_Written request A_
Under the earlier rules described in the transcript, which conditions qualified a voter to vote early?
_Written request B_
Which lines of the records contain the string "water"? Copy each one, matching case exactly.

SEN. SHERROD BROWN (D), OHIO: Well, he`s attacking people on Social Security. He`s attacking people who are veterans. And you know who else
he was attacking? If you watch that video, you see the wait staff walking back and forth in front of the camera. And in some sense, he was attacking them, who have just their first names on their shirts...
BROWN: ... and you know, they`re not paid much attention to, and they`re probably eligible for the Earned Income Tax Credit. They`re probably working harder than most people do in this society, frankly, because they`re struggling and working two jobs. And he`s talking about them as they`re waiting on his friends. And it was pretty interesting, but I -- you know, when...
MATTHEWS: By the way, that`s probably -- that`s probably one reason why one of them put that little camera up on the chair, to get even with that SOB!
BROWN: We don`t know who that was, yes. But you`re right about that. But I think the issue here is that, you know, when you run for office and you serve in elective office, you raise your right hand and you represent everybody, including people that might not like you and might vote against you and might contribute to your opponent. You still represent them because I want everybody in my state to do better.
My focus is on people that -- in the middle class and people that are looking for opportunity, Pell Grants and, you know, getting ahead, sending their kids to school, going to Lorain Community College or Sinclair or whatever, and having that opportunity of the American dream.
But I respect everybody, and all of us should, from the president on down, as you know.
MATTHEWS: Let`s talk about the president on down.
In Ohio, do you have a sense of the zest, the excitement, the noise of the campaign yet? Do you see the lawn signs? Do you see -- apparently he`s got -- Barack Obama`s operation has 120 offices up there in your state and 600 people working there.
We have -- he has hundreds of people in the field, as my campaign has 65 full-time organizers. No campaigns in the country -- I don`t think any Senate candidate in the country has that kind of field operation that we do. We have had that in place since March because we know with this onslaught of $19 million, the way to fight back is grassroots, online at SherrodBrown.com, or in the field like that.
We`re working closely with the president on registration persuasion, get-out-the-vote. Tonight, there`s people camping out at the Board of Elections in anticipation tomorrow morning, where I`m going to join them.
Early vote starts tomorrow. We`re ready, we`re organized, and that`s how
you win with this -- in the face of this onslaught of money.
MATTHEWS: It used to be that rich people who traveled a lot out of country, whether they were businesspeople or just people wealthy enough to travel out of the country were the ones who used absentee ballot.
Now everybody use it. I use it because I have to be in New York sometimes or I can`t vote at home. But how does early voting affect you?
Does it lean Republican or is it even-steven now, the people who vote early?
BROWN: No, I think it`s -- I think it`s flipped.
It used to be you had to give a reason for early voting. You had to be disabled. You had to be over 65 or you had to be out of -- you originally just -- you had to be on travel.
BROWN: And that would mean people in -- wealthy people in Florida or businesspeople, more likely Republicans.

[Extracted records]
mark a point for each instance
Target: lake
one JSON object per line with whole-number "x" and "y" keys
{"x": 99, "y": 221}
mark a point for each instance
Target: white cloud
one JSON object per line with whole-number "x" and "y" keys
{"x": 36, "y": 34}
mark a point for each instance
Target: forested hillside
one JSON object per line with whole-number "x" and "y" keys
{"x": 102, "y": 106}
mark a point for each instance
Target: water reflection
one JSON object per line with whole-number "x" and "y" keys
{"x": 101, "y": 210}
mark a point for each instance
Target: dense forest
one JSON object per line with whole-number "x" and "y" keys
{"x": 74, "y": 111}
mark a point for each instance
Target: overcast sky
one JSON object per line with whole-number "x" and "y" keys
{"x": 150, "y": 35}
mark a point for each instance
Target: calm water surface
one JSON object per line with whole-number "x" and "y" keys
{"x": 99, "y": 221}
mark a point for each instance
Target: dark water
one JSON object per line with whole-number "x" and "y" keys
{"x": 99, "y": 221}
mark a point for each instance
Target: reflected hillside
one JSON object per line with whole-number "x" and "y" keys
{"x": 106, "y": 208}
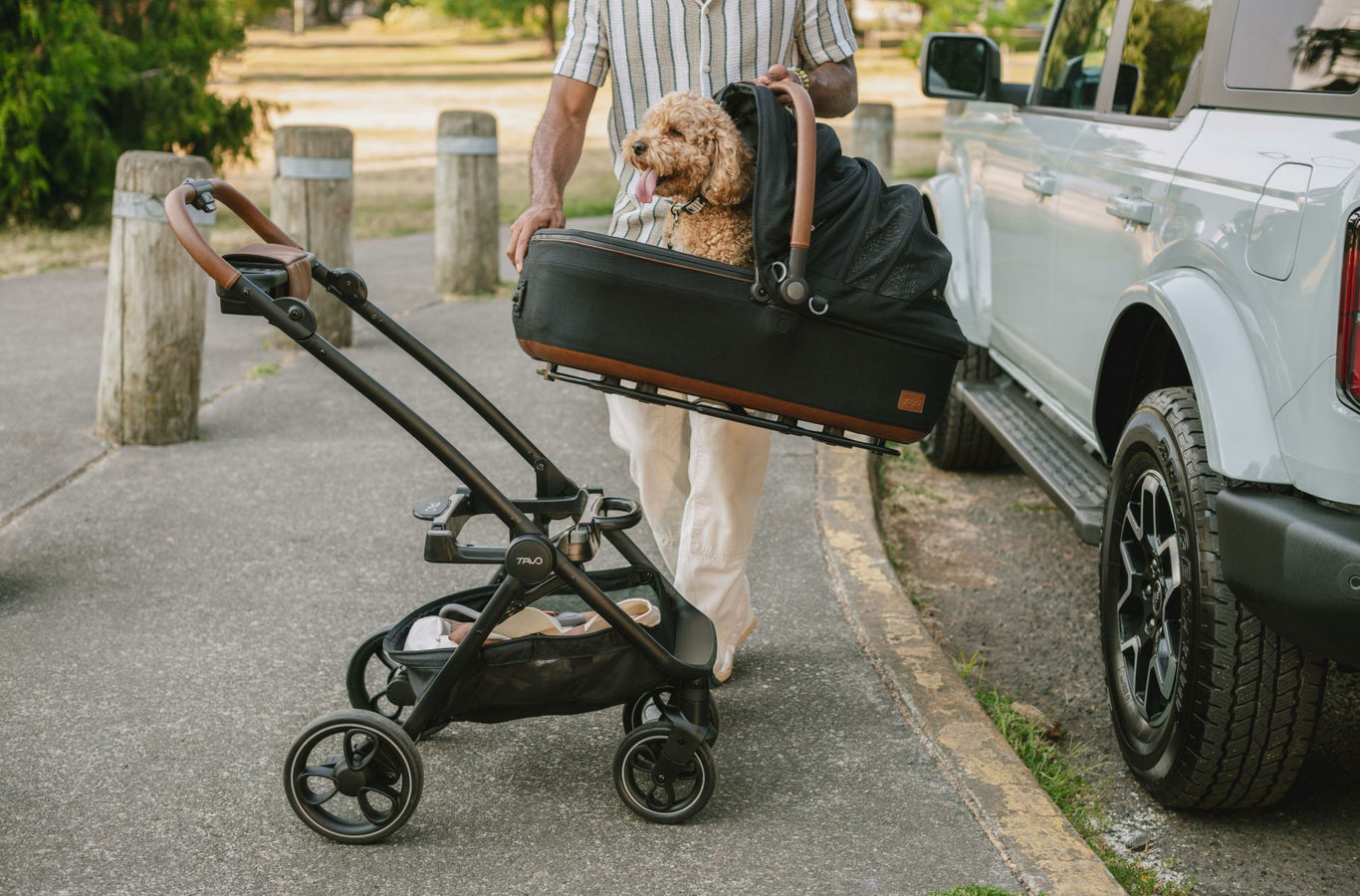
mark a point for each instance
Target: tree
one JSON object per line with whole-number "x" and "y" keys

_Written response A_
- Being disabled
- Being over 65
- Being on travel

_Written response B_
Target: water reflection
Target: calm water surface
Target: dark water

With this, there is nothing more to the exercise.